◆ REQUEST A: According to the passage on Denali's mid-sized carnivores, when did coyotes arrive in the area?
◆ REQUEST B: Decide whether each statement agrees with the passage on Denali's mid-sized carnivores, answering yes or no and quoting the words that settle it: (i) Coyotes and red foxes belong to the dog family. (ii) Coyotes in Denali usually live alone. (iii) Coyotes are typically larger than wolves.
◆ REQUEST C: Reproduce the passage on Denali's mid-sized carnivores word for word, starting at "While Denali may" and ending at "and Canada lynx.".

◆ READING PASSAGE:

** BEGIN **

While Denali may be well known for large carnivores like wolves and bears, Denali is also home to multiple mid-sized (or "meso") carnivores: coyotes, red foxes, wolverines, river otters, mink, American marten, and Canada lynx.
- Coyotes and red foxes are both canids, meaning they belong to the dog family. Learn more about red foxes.
Coyotes are a relative newcomer to this area, having arrived sometime in the 1920s.
In July 1928, superintendent Harry Karstens noted in his monthly report the presence of coyotes in the area: "The coyote has introduced himself in the past three years, as previous to that there were no coyotes in this section of Alaska."
Coyotes are larger than foxes but smaller than wolves, typically weighing about 30 lbs. Coyotes are very adaptable and over the past 300 years have expanded their range to live all over North and Central America, from tropical jungles to deserts to the arctic! Coyotes in Denali usually live in male-female pairs, and hunt small game such as voles, ptarmigan, ground squirrels, and snowshoe hares.

** END **

◆ RECORDED DATA:
** BEGIN **

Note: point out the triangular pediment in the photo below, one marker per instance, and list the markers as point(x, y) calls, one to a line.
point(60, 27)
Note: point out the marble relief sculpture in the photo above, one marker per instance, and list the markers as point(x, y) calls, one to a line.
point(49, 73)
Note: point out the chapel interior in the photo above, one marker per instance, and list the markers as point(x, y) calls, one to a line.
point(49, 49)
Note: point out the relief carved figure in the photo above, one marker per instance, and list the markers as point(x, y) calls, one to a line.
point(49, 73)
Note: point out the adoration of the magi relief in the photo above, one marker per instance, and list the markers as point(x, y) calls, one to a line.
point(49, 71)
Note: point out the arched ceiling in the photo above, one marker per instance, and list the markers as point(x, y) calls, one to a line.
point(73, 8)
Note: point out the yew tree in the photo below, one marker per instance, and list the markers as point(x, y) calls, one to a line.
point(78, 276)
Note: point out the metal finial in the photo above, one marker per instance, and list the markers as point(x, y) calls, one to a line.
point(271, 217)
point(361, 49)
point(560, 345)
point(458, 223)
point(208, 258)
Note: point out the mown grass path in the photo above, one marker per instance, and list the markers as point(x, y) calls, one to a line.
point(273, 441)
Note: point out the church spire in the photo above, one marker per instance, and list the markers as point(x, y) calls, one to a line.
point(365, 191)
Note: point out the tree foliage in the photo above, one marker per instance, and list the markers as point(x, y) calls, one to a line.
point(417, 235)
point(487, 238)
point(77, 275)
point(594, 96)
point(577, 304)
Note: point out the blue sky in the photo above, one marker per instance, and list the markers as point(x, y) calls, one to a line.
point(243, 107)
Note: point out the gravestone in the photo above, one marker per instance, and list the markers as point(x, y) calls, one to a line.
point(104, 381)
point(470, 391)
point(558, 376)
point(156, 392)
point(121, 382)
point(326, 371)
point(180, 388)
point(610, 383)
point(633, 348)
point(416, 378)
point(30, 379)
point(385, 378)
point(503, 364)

** END **

◆ COMPLETE ANSWER A: Coyotes arrived sometime in the 1920s.

◆ COMPLETE ANSWER B:
(i) Yes: "Coyotes and red foxes are both canids, meaning they belong to the dog family."
(ii) No: "Coyotes in Denali usually live in male-female pairs"
(iii) No: "Coyotes are larger than foxes but smaller than wolves"

◆ COMPLETE ANSWER C:
While Denali may be well known for large carnivores like wolves and bears, Denali is also home to multiple mid-sized (or "meso") carnivores: coyotes, red foxes, wolverines, river otters, mink, American marten, and Canada lynx.